Roessner: Da sind Leistungsdruck und Konsum zu nennen. Ich selbst bin überzeugt, dass auch Medien eine Rolle spielen. Im Fernsehen kann man selbst in Familienfilmen Szenen erleben, in denen zum Beispiel der Vater den Anrufbeantworter zu Boden wirft, weil ihm die Nachricht nicht gefällt. Für Kinder lautet dann die Botschaft: Wenn ich etwas nicht mag, mache ich es kaputt. Die Konsumgesellschaft prägt, genau wie der Leistungsdruck und die Medien.
Inwieweit spielt der Leistungsdruck eine Rolle?
Roessner: Das ist gewissermaßen ein Globalisierungseffekt. Ein Mensch hat in Deutschland heute nicht mehr bis ans Lebensende ausgesorgt. Früher war das für die meisten so. Da hatte man einen Job an einem Ort, bis zur Rente. Heute muss man schon als Schüler konkurrenzfähig bleiben. Wenn ich intellektuell und psychisch nicht so gut ausgestattet bin, habe ich viel mehr Druck, zu funktionieren, als das noch vor 10 oder 20 Jahren der Fall war. Die Möglichkeiten, mit seiner Lebenssituation zufrieden zu sein, nehmen ab.

+ + + + +

Aufgabe. Geben Sie bitte aus dem Text über Leistungsdruck alles von „Inwieweit spielt der“ bis hinunter zu „sein, nehmen ab.“ wortgetreu aus. Stützen Sie sich ausschließlich auf den Text über Leistungsdruck.

+ + + + +

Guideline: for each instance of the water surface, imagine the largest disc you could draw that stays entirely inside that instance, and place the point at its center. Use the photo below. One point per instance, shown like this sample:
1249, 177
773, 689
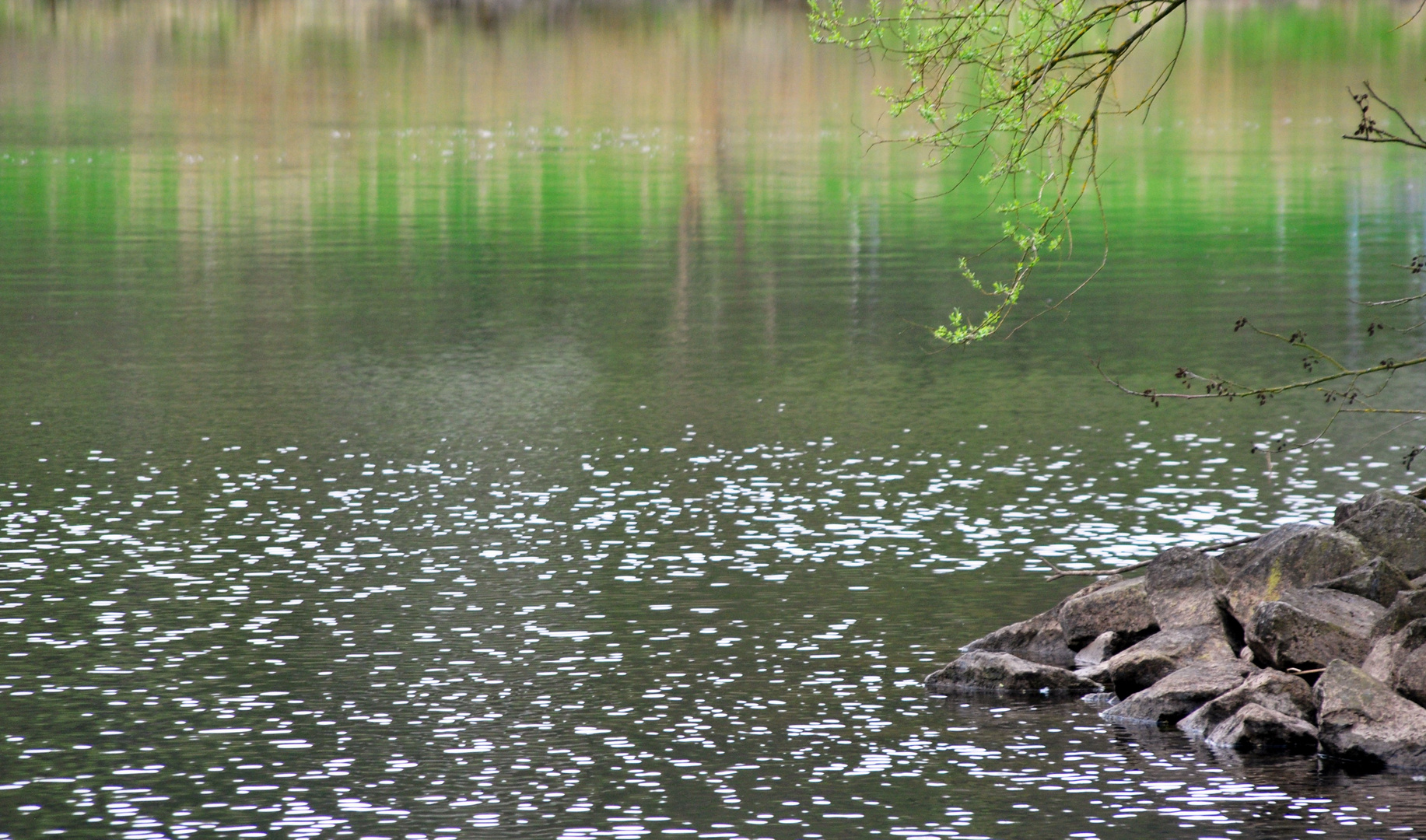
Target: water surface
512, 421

+ + + + +

Antwort.
Inwieweit spielt der Leistungsdruck eine Rolle?
Roessner: Das ist gewissermaßen ein Globalisierungseffekt. Ein Mensch hat in Deutschland heute nicht mehr bis ans Lebensende ausgesorgt. Früher war das für die meisten so. Da hatte man einen Job an einem Ort, bis zur Rente. Heute muss man schon als Schüler konkurrenzfähig bleiben. Wenn ich intellektuell und psychisch nicht so gut ausgestattet bin, habe ich viel mehr Druck, zu funktionieren, als das noch vor 10 oder 20 Jahren der Fall war. Die Möglichkeiten, mit seiner Lebenssituation zufrieden zu sein, nehmen ab.